*Selected extract*.
════════════════════

A. Anytime we’re ready to grow ourselves all our limiting beliefs of who we are and what we’re capable of will start popping up as excuses stopping us from taking the steps toward our dreams. Consider this is an indicator it’s time to take responsibility for your excuses by dispelling these beliefs. Use these questions:
- What am I getting from hanging onto this excuse?
- What good will come from hanging onto it?
- What is the belief about myself or how the world works that justifies this excuse?
- Is this belief going to help or hinder my goal?
- How is this belief NOT true?
- Do I still want to keep it?
Once you bring these excuses and the beliefs attached to them into your awareness they lose their power over you and the fear of making the change disappears.
July 6, 2016 Article
Q. I worry a lot about things going wrong. It puts me on edge. Can you help?
A. It’s a survival mechanism of the brain to always be on the lookout for possible “danger.” But when it causes anxiety it is a sign of prolonged stress or post traumatic stress and will serve you well to be addressed with a professional. In the meantime any steps you take in a positive and proactive direction will carry you further with happier results than hours of worry trying to anticipate everything that could go wrong and how to prevent it because action alleviates anxiety. This is because where your attention goes, your energy flows and what you focus on comes into focus. So putting your energy into and focusing on taking small doable-in-a-day steps toward what you want rather than away from what you don’t gets you closer to what you want and puts you back in the safety zone of empowered choice.
July 20, 2016 Article
Q. When things go wrong I get so angry and blame myself. Sometimes I feel like I can’t do anything right. I’m tired of feeling this way.
A. Blaming ourselves is a learned behavior from being blamed and shamed in our formative years. In difficult or overwhelming situations we revert back to this as a coping mechanism. We have the erroneous belief that if we are to blame, if we are responsible for what is wrong then that must mean we have some control to fix it. Unfortunately blaming ourselves weakens us and takes us out of our power. To break this habit, stop yourself in mid-shame, breathe and remind yourself “The solution to this will come a lot faster if I’m NOT beating myself up” and this is true because (1) when you stop blaming yourself you move out of your fear brain into your higher thinking brain where solutions and creative thinking happen and (2) blaming yourself is a waste of time and energy that could be used to solve the challenge.
August 3, 2016 Article
Q. I feel like my life lacks joy and that something in my life is missing. Yet I feel selfish doing things only for me.

════════════════════

*Instructions*.
[a] Sum up the advice column in two sentences.
[b] Reproduce the part of the advice column between "Once you bring" and "Can you help?", inclusive.

*Source data*.
════════════════════

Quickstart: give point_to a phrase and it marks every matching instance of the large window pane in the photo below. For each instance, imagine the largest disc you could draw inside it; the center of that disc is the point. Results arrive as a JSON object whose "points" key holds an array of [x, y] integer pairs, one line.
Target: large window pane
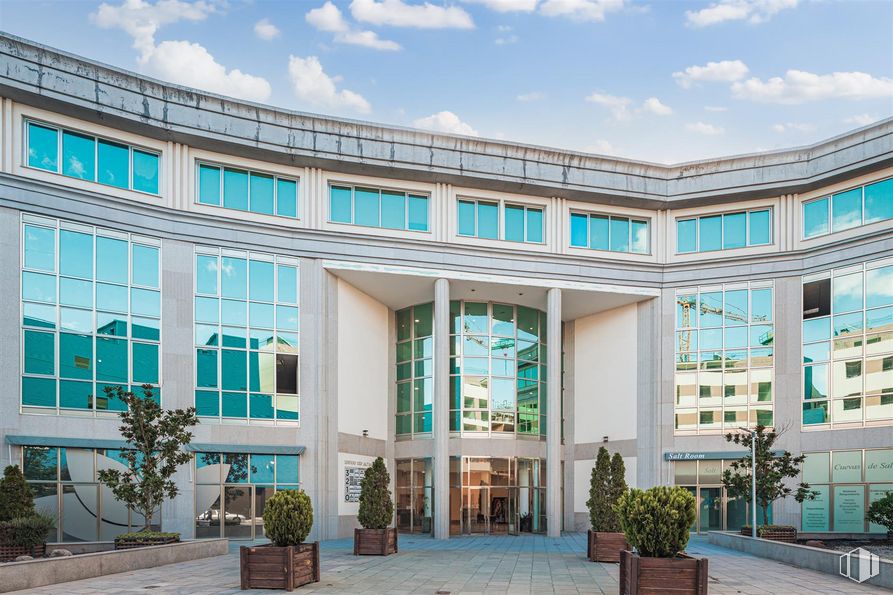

════════════════════

*Results in order*.
[a] The advice column says limiting beliefs show up as excuses when we try to grow, and questioning those beliefs takes away their power and the fear of change. It also says that small, positive daily steps ease worry better than trying to foresee everything that could go wrong, and that self-blame is a learned habit that weakens us and is best broken by stopping it mid-shame.

[b]
Once you bring these excuses and the beliefs attached to them into your awareness they lose their power over you and the fear of making the change disappears.
July 6, 2016 Article
Q. I worry a lot about things going wrong. It puts me on edge. Can you help?